TEXTE DONNÉ:
------------------------------
Texte de Robert Desnos
Deux modes d’organisation du commentaire peuvent ici être suggérés.
1. Le premier épouse les réactions du lecteur et se situe ouvertement du côté de la réception
du poème.
- Un poème surprenant et en apparence énigmatique : personnages, énonciation, logique
discursive, cadre spatio-temporel.
- La reconnaissance d’un mode d’organisation narratif.
- La définition du procédé du « langage cuit » et les effets produits : esthétique de la surprise,
étonnement, perte des repères, merveilleux, triomphe de l’imaginaire.
2. Le second part d’une interprétation déjà construite et organise un redéploiement du sens :
- Un « langage cuit ».
- Un récit merveilleux.
Le mouvement de la dissertation peut articuler les élément suivants.
I. La poésie joue avec la langage.
- Refus des règles ordinaires de l’expression quotidienne ; détournement des lois du langage
social.
- Aspect ludique des exemples proposés dans le corpus (Max Jacob, Desnos, Obaldia,
Queneau).
- La poésie par ses jeux sur le langage peut apparaître comme une ornementation ou un écart
face au langage quotidien.
- Le poète apparaît comme un technicien jouant gratuitement avec le langage.
- Mais tout jeu de mots, toute recherche formelle ne mènent pas nécessairement à la poésie ; la
publicité, le slogan, le langage quotidien travaillent également l’euphonie, le rythme, l’image.
Dans bon nombre de cas évoqués la poésie se définit essentiellement par son aspect
ludique ; le jeu sur le langage est-il liberté prise avec le langage ou affirmation de nouvelles
contraintes linguistiques ?
II. La poésie travaille sur le langage et émet de nouvelles contraintes.
- Le langage poétique n’est pas simple jeu, il « cède l’initiative aux mots » (Mallarmé, Crise du
vers). Ainsi le poète ne va pas rechercher un sens préexistant ; il n’est pas celui qui pense,
mais celui à qui s’impose le langage.
- La poésie se fonde sur des recherches autour des rimes et des jeux phoniques.
- La poésie est travail sur les jeux métriques et rythmiques.
- La poésie engage un usage particulier du mot : recherches lexicales, images.
- La poésie peut s’inscrire dans l’observation de règles formelles - voir l’exemple fertile du
sonnet - règles qui ont nourri son histoire ; « nul n’est poète sans art » (Du Bellay).
Exemples divers : les Rhétoriqueurs, la Pléiade, les recherches formelles des classiques sur
le beau vers. La poésie n’est pas seulement élaboration ludique ou formelle, pure gratuité ; elle
engage un sens.
III. Un jeu entre liberté et contraintes qui répond à différentes fonctions.
- La poésie comme expression des sentiments et de la subjectivité (fonction lyrique) ; exemple
des romantiques qui choisissent les voies de l’effusion.
- La poésie peut aussi être engagement et message adressé aux hommes (fonctions polémique
et politique) ; exemple des écrivains engagés dans les tourments de l’Histoire pendant la
Seconde Guerre mondiale.
------------------------------
(Enregistrements sources)
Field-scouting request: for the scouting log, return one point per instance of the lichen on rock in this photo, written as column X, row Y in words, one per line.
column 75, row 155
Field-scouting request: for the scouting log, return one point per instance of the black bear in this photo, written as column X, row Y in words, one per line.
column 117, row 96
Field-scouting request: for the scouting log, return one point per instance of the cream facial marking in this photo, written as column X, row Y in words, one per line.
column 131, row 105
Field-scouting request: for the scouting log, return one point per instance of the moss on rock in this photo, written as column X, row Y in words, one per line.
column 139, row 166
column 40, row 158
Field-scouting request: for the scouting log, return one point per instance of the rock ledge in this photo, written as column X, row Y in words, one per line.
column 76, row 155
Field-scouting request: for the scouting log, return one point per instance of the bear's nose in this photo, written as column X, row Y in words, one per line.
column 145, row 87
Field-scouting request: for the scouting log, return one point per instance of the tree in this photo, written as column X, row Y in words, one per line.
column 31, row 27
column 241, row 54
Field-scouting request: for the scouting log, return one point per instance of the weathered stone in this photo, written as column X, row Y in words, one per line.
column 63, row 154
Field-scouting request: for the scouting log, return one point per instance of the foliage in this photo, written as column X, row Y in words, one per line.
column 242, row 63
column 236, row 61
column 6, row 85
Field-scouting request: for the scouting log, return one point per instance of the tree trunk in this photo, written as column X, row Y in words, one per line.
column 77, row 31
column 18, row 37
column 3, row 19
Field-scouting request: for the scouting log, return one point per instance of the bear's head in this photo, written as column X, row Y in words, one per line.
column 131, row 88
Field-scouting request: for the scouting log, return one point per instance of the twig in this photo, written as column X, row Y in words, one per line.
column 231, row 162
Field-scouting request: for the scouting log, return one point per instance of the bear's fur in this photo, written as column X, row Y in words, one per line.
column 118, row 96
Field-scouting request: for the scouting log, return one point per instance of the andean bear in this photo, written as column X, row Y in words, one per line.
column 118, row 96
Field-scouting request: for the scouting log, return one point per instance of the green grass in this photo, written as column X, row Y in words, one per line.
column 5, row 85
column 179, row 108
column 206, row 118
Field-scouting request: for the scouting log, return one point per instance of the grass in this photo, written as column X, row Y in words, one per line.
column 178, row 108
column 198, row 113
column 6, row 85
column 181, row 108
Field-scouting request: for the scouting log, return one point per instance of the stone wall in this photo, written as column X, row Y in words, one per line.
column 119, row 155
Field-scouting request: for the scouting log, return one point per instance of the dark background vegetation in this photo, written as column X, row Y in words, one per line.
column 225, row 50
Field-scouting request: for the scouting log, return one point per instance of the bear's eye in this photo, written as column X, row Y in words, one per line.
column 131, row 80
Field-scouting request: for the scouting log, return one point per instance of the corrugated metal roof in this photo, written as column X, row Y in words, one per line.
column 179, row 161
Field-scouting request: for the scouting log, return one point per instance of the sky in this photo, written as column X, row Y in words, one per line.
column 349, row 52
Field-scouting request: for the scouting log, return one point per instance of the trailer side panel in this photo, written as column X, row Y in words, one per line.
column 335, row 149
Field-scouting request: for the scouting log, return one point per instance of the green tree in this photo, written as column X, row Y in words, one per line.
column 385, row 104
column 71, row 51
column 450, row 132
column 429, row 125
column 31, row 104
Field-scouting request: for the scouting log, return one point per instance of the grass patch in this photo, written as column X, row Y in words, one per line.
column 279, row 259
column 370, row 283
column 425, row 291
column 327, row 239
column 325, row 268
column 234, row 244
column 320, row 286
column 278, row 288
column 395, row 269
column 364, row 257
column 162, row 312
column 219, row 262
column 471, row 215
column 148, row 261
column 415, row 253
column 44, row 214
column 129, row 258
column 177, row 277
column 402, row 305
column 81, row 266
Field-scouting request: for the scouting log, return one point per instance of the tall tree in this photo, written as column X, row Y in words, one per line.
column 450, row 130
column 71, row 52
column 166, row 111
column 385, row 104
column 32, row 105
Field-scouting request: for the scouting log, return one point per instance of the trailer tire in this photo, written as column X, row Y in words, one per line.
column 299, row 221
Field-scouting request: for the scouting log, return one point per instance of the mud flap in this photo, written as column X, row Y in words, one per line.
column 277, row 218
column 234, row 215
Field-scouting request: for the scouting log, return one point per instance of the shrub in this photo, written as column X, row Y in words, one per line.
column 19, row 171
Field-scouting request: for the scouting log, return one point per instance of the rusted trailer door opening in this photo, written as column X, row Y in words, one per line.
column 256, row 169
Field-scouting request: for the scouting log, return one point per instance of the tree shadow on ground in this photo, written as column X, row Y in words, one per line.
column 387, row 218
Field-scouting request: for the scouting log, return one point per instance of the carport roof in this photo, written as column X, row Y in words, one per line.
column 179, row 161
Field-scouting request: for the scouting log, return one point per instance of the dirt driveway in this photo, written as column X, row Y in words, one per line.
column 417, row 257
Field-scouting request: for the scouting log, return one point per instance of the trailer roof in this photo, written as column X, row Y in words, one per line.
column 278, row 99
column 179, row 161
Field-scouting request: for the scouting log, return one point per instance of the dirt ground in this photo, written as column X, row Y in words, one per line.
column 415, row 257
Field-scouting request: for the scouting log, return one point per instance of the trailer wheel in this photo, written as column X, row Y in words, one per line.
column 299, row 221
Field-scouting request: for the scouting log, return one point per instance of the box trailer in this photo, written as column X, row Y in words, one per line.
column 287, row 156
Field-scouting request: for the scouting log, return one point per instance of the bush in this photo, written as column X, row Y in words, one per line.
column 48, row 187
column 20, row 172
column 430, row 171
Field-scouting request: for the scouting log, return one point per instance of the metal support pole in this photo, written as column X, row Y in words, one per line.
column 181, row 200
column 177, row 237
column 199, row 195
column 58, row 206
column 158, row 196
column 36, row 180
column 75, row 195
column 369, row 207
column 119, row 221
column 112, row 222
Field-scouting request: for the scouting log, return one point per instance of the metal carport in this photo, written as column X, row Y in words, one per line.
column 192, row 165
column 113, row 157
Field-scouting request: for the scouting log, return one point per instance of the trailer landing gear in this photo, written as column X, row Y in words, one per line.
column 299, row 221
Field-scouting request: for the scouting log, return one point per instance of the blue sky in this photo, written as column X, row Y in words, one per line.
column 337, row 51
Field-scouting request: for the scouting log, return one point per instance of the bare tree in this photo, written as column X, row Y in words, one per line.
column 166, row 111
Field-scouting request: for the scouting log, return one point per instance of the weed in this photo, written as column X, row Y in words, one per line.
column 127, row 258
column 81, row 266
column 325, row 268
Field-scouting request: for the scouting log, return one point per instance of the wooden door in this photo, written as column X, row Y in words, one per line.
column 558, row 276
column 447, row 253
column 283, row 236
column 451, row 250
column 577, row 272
------------------------------
Reprenez le texte donné en commençant par « - Un poème surprenant » et en allant jusqu'à « Un récit merveilleux. ». Substituez-y « fantastique » à « merveilleux ».

RÉPONSE:
- Un poème surprenant et en apparence énigmatique : personnages, énonciation, logique
discursive, cadre spatio-temporel.
- La reconnaissance d’un mode d’organisation narratif.
- La définition du procédé du « langage cuit » et les effets produits : esthétique de la surprise,
étonnement, perte des repères, fantastique, triomphe de l’imaginaire.
2. Le second part d’une interprétation déjà construite et organise un redéploiement du sens :
- Un « langage cuit ».
- Un récit fantastique.